(Dataset entries)
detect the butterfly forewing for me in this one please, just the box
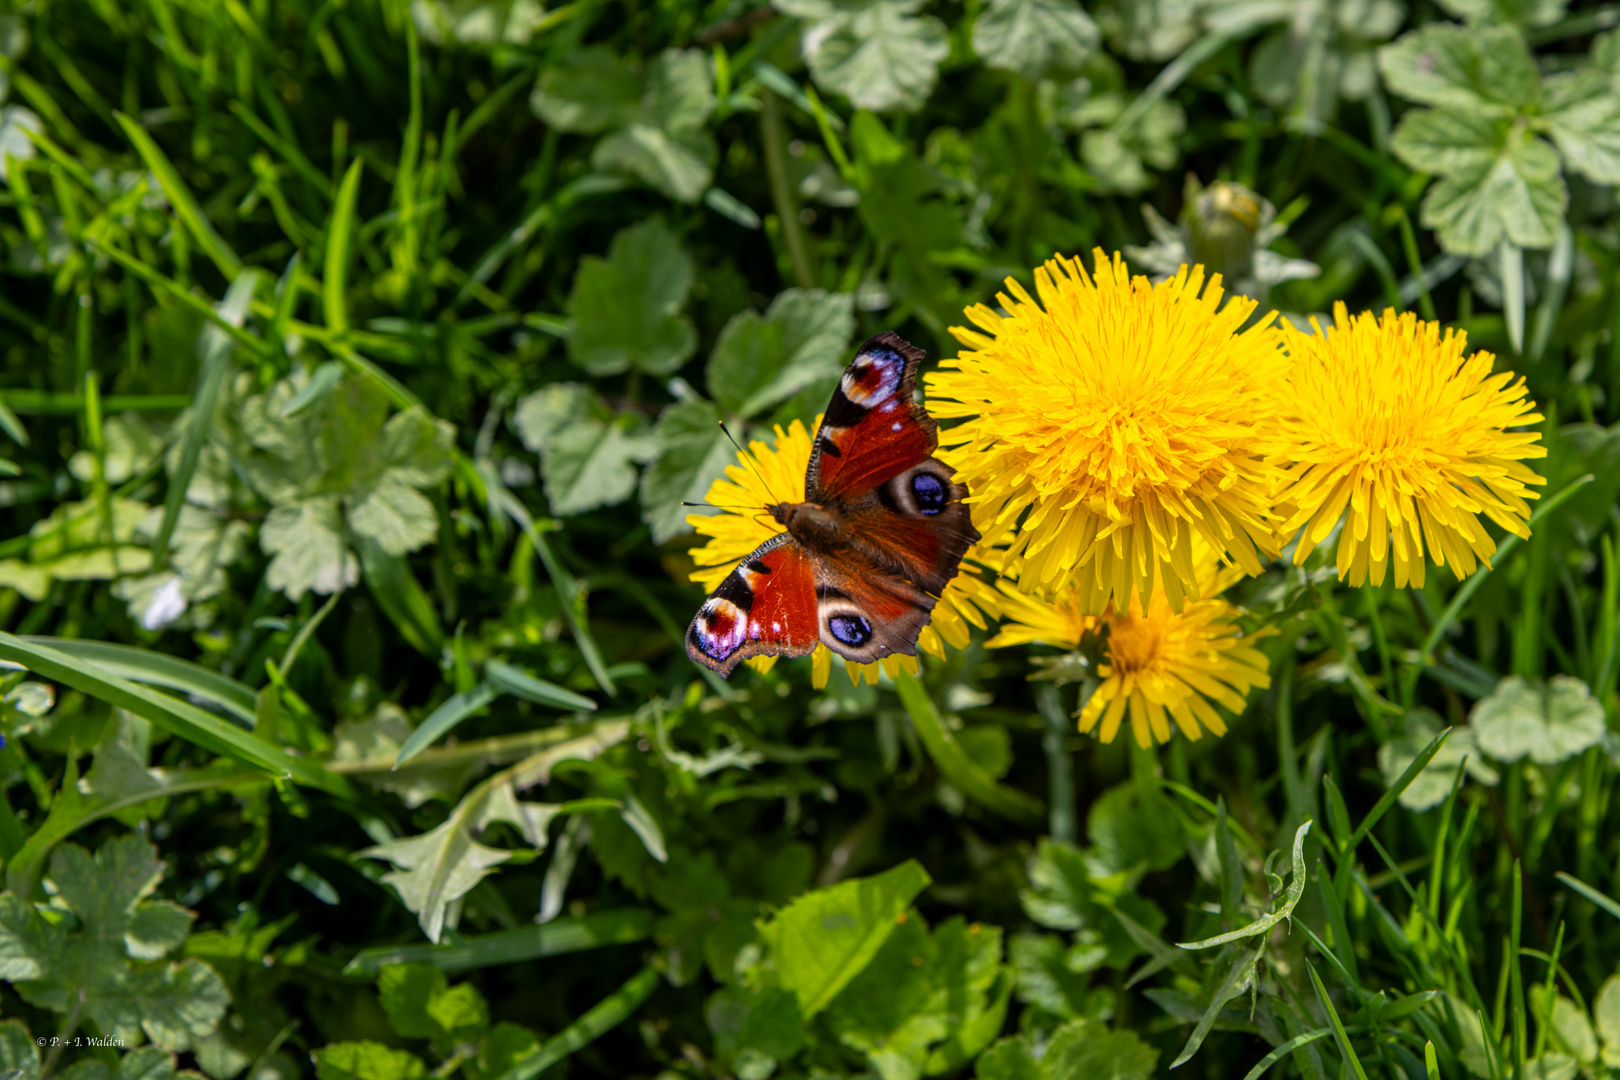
[686,534,820,676]
[806,332,938,503]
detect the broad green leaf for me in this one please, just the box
[707,289,856,418]
[1377,709,1498,811]
[511,383,658,516]
[706,984,807,1074]
[1528,986,1597,1062]
[1420,132,1566,255]
[825,914,1009,1080]
[529,48,642,132]
[379,964,490,1052]
[591,51,716,202]
[1390,108,1505,174]
[1377,24,1539,113]
[1471,674,1607,764]
[566,219,696,377]
[1008,932,1103,1018]
[1040,1017,1159,1080]
[1539,69,1620,185]
[1594,976,1620,1061]
[313,1043,428,1080]
[1437,0,1567,29]
[638,400,733,544]
[757,860,931,1018]
[1019,839,1096,931]
[262,495,358,599]
[466,1024,540,1080]
[972,0,1099,82]
[1088,782,1184,876]
[0,834,229,1051]
[779,0,950,114]
[0,1018,40,1080]
[976,1037,1041,1080]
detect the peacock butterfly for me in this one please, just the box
[686,332,980,676]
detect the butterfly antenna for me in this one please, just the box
[718,421,772,492]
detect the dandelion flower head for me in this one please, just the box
[989,544,1270,748]
[926,249,1287,617]
[687,418,996,687]
[1270,304,1547,588]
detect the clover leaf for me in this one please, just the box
[1378,708,1498,811]
[1380,21,1620,256]
[531,48,715,202]
[0,834,228,1052]
[566,218,697,378]
[972,0,1099,83]
[379,964,489,1054]
[512,383,658,517]
[776,0,949,114]
[1471,674,1607,765]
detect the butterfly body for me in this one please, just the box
[687,333,979,677]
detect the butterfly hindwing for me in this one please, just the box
[686,534,820,676]
[851,459,979,596]
[813,550,938,665]
[806,332,937,502]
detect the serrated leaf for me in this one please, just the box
[779,0,949,114]
[1539,69,1620,184]
[706,983,806,1072]
[1377,709,1498,811]
[1390,107,1506,174]
[511,383,658,516]
[0,834,228,1051]
[348,477,439,556]
[262,496,359,600]
[1420,131,1566,254]
[638,401,733,544]
[1040,1017,1159,1080]
[1593,976,1620,1059]
[1437,0,1567,29]
[567,218,697,377]
[972,0,1099,82]
[1019,839,1096,931]
[1471,675,1607,764]
[1378,24,1539,112]
[0,1018,40,1080]
[757,860,931,1018]
[313,1043,427,1080]
[532,48,715,200]
[707,289,856,418]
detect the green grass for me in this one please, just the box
[0,2,1618,1079]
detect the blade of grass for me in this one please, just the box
[1307,961,1371,1080]
[227,101,335,197]
[894,671,1044,824]
[1334,727,1451,895]
[395,683,502,768]
[0,633,354,798]
[1418,475,1594,662]
[1501,241,1525,353]
[1180,820,1313,949]
[324,159,364,334]
[344,909,654,974]
[83,236,271,358]
[485,659,596,711]
[113,111,241,279]
[1241,1030,1336,1080]
[1555,872,1620,921]
[153,268,259,561]
[24,637,256,726]
[493,966,660,1080]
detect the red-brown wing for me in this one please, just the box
[813,547,939,665]
[845,460,979,596]
[805,332,937,503]
[686,533,820,677]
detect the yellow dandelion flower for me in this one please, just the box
[989,548,1270,748]
[1270,304,1547,588]
[687,418,997,688]
[926,249,1287,617]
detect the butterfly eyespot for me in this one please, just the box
[911,472,947,515]
[828,613,873,646]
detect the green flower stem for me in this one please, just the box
[761,89,816,289]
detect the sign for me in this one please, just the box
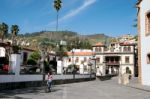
[0,47,6,57]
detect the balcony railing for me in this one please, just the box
[105,62,120,65]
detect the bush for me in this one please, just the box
[27,58,37,65]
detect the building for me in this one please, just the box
[92,42,136,77]
[137,0,150,85]
[63,49,94,74]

- **What is needed**
The expected output is every entry, retyped exactly, with all pictures removed.

- **Answer to this task**
detect the butterfly forewing for me in this one please, just the box
[686,534,820,676]
[806,332,938,503]
detect the broad green leaf for me in this one please, just the box
[707,289,856,418]
[1377,709,1498,811]
[511,383,658,516]
[706,984,807,1074]
[1528,986,1597,1062]
[1420,132,1566,255]
[825,914,1009,1080]
[529,48,642,132]
[379,964,490,1052]
[591,51,716,202]
[1390,108,1505,174]
[1377,24,1539,113]
[1471,674,1607,764]
[566,219,696,377]
[1008,932,1103,1018]
[1040,1017,1159,1080]
[1539,69,1620,185]
[1594,976,1620,1061]
[313,1043,428,1080]
[1437,0,1567,29]
[638,400,733,544]
[757,860,931,1018]
[1019,839,1096,931]
[262,495,358,599]
[466,1024,540,1080]
[972,0,1099,82]
[1088,782,1184,876]
[0,834,229,1051]
[779,0,950,114]
[0,1018,40,1080]
[976,1037,1041,1080]
detect the peacock butterfly for me in this one please, just the box
[686,332,980,676]
detect the butterfly antenna for me in this one please, just the box
[718,421,772,492]
detect the dandelion flower head for me in this one please, just the box
[989,544,1270,748]
[926,249,1287,617]
[687,418,996,687]
[1270,304,1547,588]
detect the clover leaf for me in this one please, just the box
[1378,708,1498,811]
[1380,21,1620,256]
[531,48,715,202]
[0,834,228,1052]
[566,218,697,378]
[972,0,1099,83]
[379,964,489,1054]
[512,383,658,517]
[776,0,949,114]
[1471,674,1607,765]
detect the butterfly body for me in this one please, just the box
[687,333,979,677]
detect the butterfly hindwing for me in this one please, just the box
[686,534,820,676]
[851,459,979,596]
[813,550,938,665]
[806,332,937,502]
detect the serrated leaf for me in this one please, just the box
[779,0,949,114]
[1539,69,1620,184]
[706,983,806,1072]
[1377,709,1498,811]
[1390,107,1506,174]
[511,383,658,516]
[0,834,228,1051]
[348,477,439,556]
[262,496,359,600]
[1420,131,1566,254]
[638,401,733,544]
[1040,1017,1159,1080]
[1593,976,1620,1059]
[1437,0,1567,29]
[567,218,697,377]
[972,0,1099,82]
[1019,839,1096,931]
[1471,675,1607,764]
[1378,24,1539,112]
[0,1018,40,1080]
[757,860,931,1018]
[313,1043,427,1080]
[532,48,715,200]
[707,289,856,418]
detect the green grass for me in this one please, just the box
[0,2,1618,1079]
detect the blade of grass for me in this one please, just the box
[1307,961,1371,1080]
[227,101,335,197]
[894,671,1044,824]
[1334,727,1451,895]
[395,683,502,768]
[0,633,354,798]
[1418,475,1594,662]
[1501,241,1525,353]
[1180,820,1313,949]
[324,159,364,334]
[344,909,654,974]
[83,236,271,358]
[485,659,596,711]
[113,111,241,279]
[1241,1030,1336,1080]
[1555,872,1620,921]
[153,268,259,561]
[24,637,256,726]
[493,966,660,1080]
detect the red-brown wing for me in this one please, just the box
[813,547,939,665]
[845,460,979,596]
[805,332,937,503]
[686,533,820,677]
detect the yellow dandelion flower for me in this one please, just the box
[989,548,1270,748]
[1270,304,1547,588]
[687,418,997,688]
[926,249,1287,617]
detect the butterfly eyespot for me in this one please, just the box
[911,472,947,515]
[828,613,873,646]
detect the green flower stem for me in this one please, just the box
[761,89,816,289]
detect the sign for me in this one please, just the box
[0,47,6,57]
detect the balcony railing for me in this one please, just the box
[105,62,120,65]
detect the bush for me in this one please, just the box
[27,58,37,65]
detect the building for me in this one please, just the box
[92,42,136,77]
[137,0,150,85]
[63,49,94,74]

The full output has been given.